■ The problem: For this exercise, repeat the records below exactly and omit every picture.

■ Records shown:

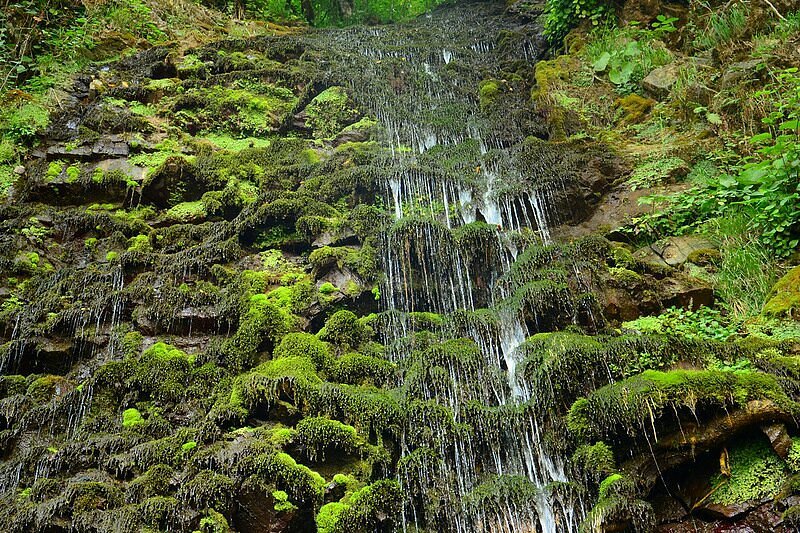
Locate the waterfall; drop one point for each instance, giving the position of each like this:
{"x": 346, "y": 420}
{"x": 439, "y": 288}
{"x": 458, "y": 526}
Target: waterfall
{"x": 449, "y": 164}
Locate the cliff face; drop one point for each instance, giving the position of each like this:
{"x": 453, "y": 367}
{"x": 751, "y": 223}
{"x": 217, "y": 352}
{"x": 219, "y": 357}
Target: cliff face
{"x": 379, "y": 278}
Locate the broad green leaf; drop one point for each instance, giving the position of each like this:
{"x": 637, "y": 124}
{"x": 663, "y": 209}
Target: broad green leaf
{"x": 602, "y": 62}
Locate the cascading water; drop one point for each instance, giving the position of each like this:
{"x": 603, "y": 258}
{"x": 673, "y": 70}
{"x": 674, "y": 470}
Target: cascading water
{"x": 450, "y": 165}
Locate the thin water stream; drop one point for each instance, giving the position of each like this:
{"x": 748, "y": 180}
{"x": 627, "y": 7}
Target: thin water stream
{"x": 451, "y": 165}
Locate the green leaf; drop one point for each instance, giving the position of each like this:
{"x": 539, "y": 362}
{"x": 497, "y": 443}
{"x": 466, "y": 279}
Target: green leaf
{"x": 602, "y": 62}
{"x": 761, "y": 138}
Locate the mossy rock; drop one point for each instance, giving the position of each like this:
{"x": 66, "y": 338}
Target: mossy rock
{"x": 784, "y": 299}
{"x": 550, "y": 74}
{"x": 634, "y": 108}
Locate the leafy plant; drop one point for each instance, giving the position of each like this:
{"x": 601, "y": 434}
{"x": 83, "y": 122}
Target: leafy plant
{"x": 563, "y": 15}
{"x": 766, "y": 190}
{"x": 628, "y": 54}
{"x": 723, "y": 26}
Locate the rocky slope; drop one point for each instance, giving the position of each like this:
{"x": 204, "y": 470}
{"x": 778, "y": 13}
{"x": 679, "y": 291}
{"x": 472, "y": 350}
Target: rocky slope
{"x": 371, "y": 279}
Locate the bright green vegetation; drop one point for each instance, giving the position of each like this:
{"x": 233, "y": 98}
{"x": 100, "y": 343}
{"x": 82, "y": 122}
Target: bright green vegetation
{"x": 209, "y": 312}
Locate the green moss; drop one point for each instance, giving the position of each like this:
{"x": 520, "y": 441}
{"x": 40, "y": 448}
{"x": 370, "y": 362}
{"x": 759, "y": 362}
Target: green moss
{"x": 47, "y": 388}
{"x": 140, "y": 243}
{"x": 784, "y": 299}
{"x": 54, "y": 170}
{"x": 596, "y": 459}
{"x": 186, "y": 212}
{"x": 375, "y": 504}
{"x": 623, "y": 407}
{"x": 756, "y": 473}
{"x": 345, "y": 330}
{"x": 214, "y": 522}
{"x": 656, "y": 171}
{"x": 327, "y": 288}
{"x": 132, "y": 418}
{"x": 304, "y": 345}
{"x": 625, "y": 276}
{"x": 263, "y": 320}
{"x": 329, "y": 112}
{"x": 234, "y": 144}
{"x": 488, "y": 93}
{"x": 208, "y": 490}
{"x": 21, "y": 123}
{"x": 328, "y": 517}
{"x": 282, "y": 502}
{"x": 358, "y": 368}
{"x": 634, "y": 108}
{"x": 73, "y": 173}
{"x": 321, "y": 436}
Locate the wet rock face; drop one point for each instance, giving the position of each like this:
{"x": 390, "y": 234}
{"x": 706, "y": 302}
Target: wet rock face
{"x": 309, "y": 283}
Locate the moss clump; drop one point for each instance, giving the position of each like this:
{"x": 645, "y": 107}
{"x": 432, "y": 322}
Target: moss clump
{"x": 132, "y": 418}
{"x": 594, "y": 460}
{"x": 329, "y": 112}
{"x": 617, "y": 504}
{"x": 304, "y": 345}
{"x": 321, "y": 436}
{"x": 140, "y": 244}
{"x": 373, "y": 507}
{"x": 282, "y": 502}
{"x": 357, "y": 368}
{"x": 47, "y": 388}
{"x": 343, "y": 329}
{"x": 623, "y": 407}
{"x": 208, "y": 490}
{"x": 634, "y": 108}
{"x": 328, "y": 517}
{"x": 264, "y": 320}
{"x": 756, "y": 473}
{"x": 784, "y": 299}
{"x": 488, "y": 93}
{"x": 186, "y": 212}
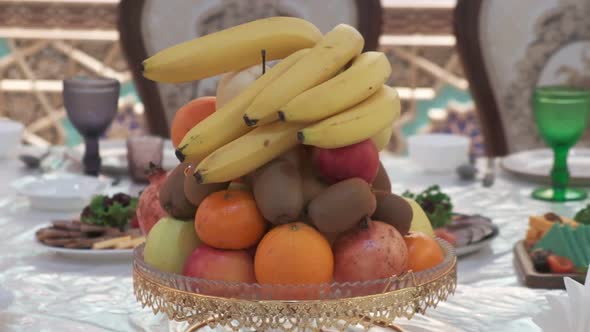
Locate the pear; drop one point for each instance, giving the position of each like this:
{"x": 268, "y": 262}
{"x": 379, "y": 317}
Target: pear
{"x": 420, "y": 222}
{"x": 169, "y": 244}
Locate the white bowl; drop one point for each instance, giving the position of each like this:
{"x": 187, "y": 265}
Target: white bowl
{"x": 59, "y": 191}
{"x": 438, "y": 152}
{"x": 10, "y": 136}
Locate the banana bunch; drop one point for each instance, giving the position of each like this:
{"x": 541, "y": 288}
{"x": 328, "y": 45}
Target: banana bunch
{"x": 324, "y": 93}
{"x": 231, "y": 49}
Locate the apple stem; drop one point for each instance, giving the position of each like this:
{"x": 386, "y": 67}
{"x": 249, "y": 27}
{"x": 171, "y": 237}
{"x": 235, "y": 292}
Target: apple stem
{"x": 364, "y": 224}
{"x": 263, "y": 53}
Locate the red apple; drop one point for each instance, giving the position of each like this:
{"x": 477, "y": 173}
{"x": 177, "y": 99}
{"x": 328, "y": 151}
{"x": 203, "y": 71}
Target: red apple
{"x": 373, "y": 250}
{"x": 360, "y": 160}
{"x": 216, "y": 264}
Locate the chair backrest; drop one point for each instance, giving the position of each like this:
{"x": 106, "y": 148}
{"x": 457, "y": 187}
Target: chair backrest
{"x": 509, "y": 47}
{"x": 147, "y": 26}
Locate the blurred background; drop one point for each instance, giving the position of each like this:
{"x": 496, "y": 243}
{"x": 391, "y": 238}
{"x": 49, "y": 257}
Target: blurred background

■ Your response:
Locate the waterfall; drop one point for each instance, giving the position of each like this:
{"x": 346, "y": 420}
{"x": 439, "y": 288}
{"x": 458, "y": 526}
Target: waterfall
{"x": 449, "y": 164}
Locate the cliff face; drop one point for each instance, giving the position of each like this:
{"x": 453, "y": 367}
{"x": 751, "y": 223}
{"x": 217, "y": 352}
{"x": 219, "y": 357}
Target: cliff face
{"x": 379, "y": 278}
Locate the broad green leaf; drop one point for each instance, giving the position of each like this:
{"x": 637, "y": 124}
{"x": 663, "y": 209}
Target: broad green leaf
{"x": 602, "y": 62}
Locate the cascading water; drop one point for each instance, giving the position of each like this:
{"x": 603, "y": 258}
{"x": 673, "y": 70}
{"x": 674, "y": 470}
Target: cascading water
{"x": 450, "y": 165}
Locate the thin water stream; drop one point for each instance, giving the position of each like this:
{"x": 748, "y": 180}
{"x": 627, "y": 7}
Target: thin water stream
{"x": 451, "y": 165}
Locate the green leaf; drop one point for each instance, giving the position of each like this:
{"x": 539, "y": 362}
{"x": 497, "y": 443}
{"x": 466, "y": 279}
Target: green leaf
{"x": 602, "y": 62}
{"x": 761, "y": 138}
Locate the mossy rock; drop one point for each instance, giving the position of each like this:
{"x": 66, "y": 338}
Target: mossy rock
{"x": 784, "y": 299}
{"x": 550, "y": 74}
{"x": 634, "y": 108}
Locate the leafy plant; drop one point for each instance, giving the position of each like this:
{"x": 601, "y": 434}
{"x": 83, "y": 122}
Target: leafy plant
{"x": 563, "y": 15}
{"x": 766, "y": 190}
{"x": 628, "y": 54}
{"x": 723, "y": 26}
Locate the rocky slope; drop one point for each instance, giving the position of each like this:
{"x": 204, "y": 470}
{"x": 778, "y": 13}
{"x": 679, "y": 291}
{"x": 472, "y": 350}
Target: rocky slope
{"x": 371, "y": 279}
Locate the bright green vegetation; drop one point for each instance, giving the position of each like this:
{"x": 233, "y": 98}
{"x": 100, "y": 343}
{"x": 82, "y": 122}
Target: bright green vegetation
{"x": 209, "y": 312}
Locate the green moss; drop one point for each instance, giving the position of each like this:
{"x": 520, "y": 441}
{"x": 40, "y": 448}
{"x": 370, "y": 362}
{"x": 759, "y": 362}
Target: green moss
{"x": 47, "y": 388}
{"x": 140, "y": 243}
{"x": 784, "y": 299}
{"x": 54, "y": 170}
{"x": 596, "y": 459}
{"x": 186, "y": 212}
{"x": 375, "y": 504}
{"x": 623, "y": 407}
{"x": 756, "y": 473}
{"x": 345, "y": 330}
{"x": 214, "y": 522}
{"x": 656, "y": 171}
{"x": 327, "y": 288}
{"x": 132, "y": 418}
{"x": 304, "y": 345}
{"x": 625, "y": 276}
{"x": 263, "y": 320}
{"x": 329, "y": 112}
{"x": 234, "y": 144}
{"x": 488, "y": 93}
{"x": 208, "y": 490}
{"x": 21, "y": 123}
{"x": 328, "y": 517}
{"x": 282, "y": 502}
{"x": 358, "y": 368}
{"x": 634, "y": 108}
{"x": 73, "y": 173}
{"x": 321, "y": 436}
Locate the wet rock face; drop one point for each instance, giving the position of each like this:
{"x": 390, "y": 234}
{"x": 706, "y": 302}
Target: wet rock face
{"x": 309, "y": 283}
Locate the moss clump; drop one point for each instance, giving the position of each like this:
{"x": 645, "y": 107}
{"x": 432, "y": 322}
Target: moss clump
{"x": 132, "y": 418}
{"x": 594, "y": 460}
{"x": 329, "y": 112}
{"x": 617, "y": 504}
{"x": 304, "y": 345}
{"x": 321, "y": 436}
{"x": 140, "y": 244}
{"x": 373, "y": 507}
{"x": 282, "y": 502}
{"x": 357, "y": 368}
{"x": 47, "y": 388}
{"x": 343, "y": 329}
{"x": 623, "y": 407}
{"x": 208, "y": 490}
{"x": 634, "y": 108}
{"x": 328, "y": 517}
{"x": 264, "y": 320}
{"x": 756, "y": 473}
{"x": 784, "y": 299}
{"x": 488, "y": 93}
{"x": 186, "y": 212}
Locate the pear; drop one point for each instance, giving the position of each like this:
{"x": 268, "y": 262}
{"x": 379, "y": 317}
Target: pear
{"x": 420, "y": 222}
{"x": 169, "y": 244}
Locate the white bowl; drop one point for each instance, giving the position of each like this:
{"x": 187, "y": 265}
Target: white bowl
{"x": 59, "y": 191}
{"x": 438, "y": 152}
{"x": 10, "y": 136}
Locate the banana bunch; drop one point for each instance, giving the position of each like this:
{"x": 541, "y": 288}
{"x": 328, "y": 45}
Target: banana bunch
{"x": 324, "y": 93}
{"x": 231, "y": 49}
Locate the apple stem; drop one point for each instance, giving the position of each like this:
{"x": 386, "y": 67}
{"x": 249, "y": 27}
{"x": 171, "y": 237}
{"x": 235, "y": 292}
Target: apple stem
{"x": 364, "y": 224}
{"x": 263, "y": 53}
Locate the red apple; drop one point for each instance, giving the position of each like this:
{"x": 477, "y": 173}
{"x": 177, "y": 99}
{"x": 328, "y": 151}
{"x": 203, "y": 71}
Target: red apple
{"x": 373, "y": 250}
{"x": 360, "y": 160}
{"x": 216, "y": 264}
Locate the chair backrest; drop one point for each instance, giving the position of each like this:
{"x": 106, "y": 148}
{"x": 457, "y": 187}
Target: chair backrest
{"x": 509, "y": 47}
{"x": 147, "y": 26}
Locate the blurred background; drop one point for each instance, giving the position of each like this:
{"x": 496, "y": 243}
{"x": 391, "y": 238}
{"x": 49, "y": 257}
Target: blurred background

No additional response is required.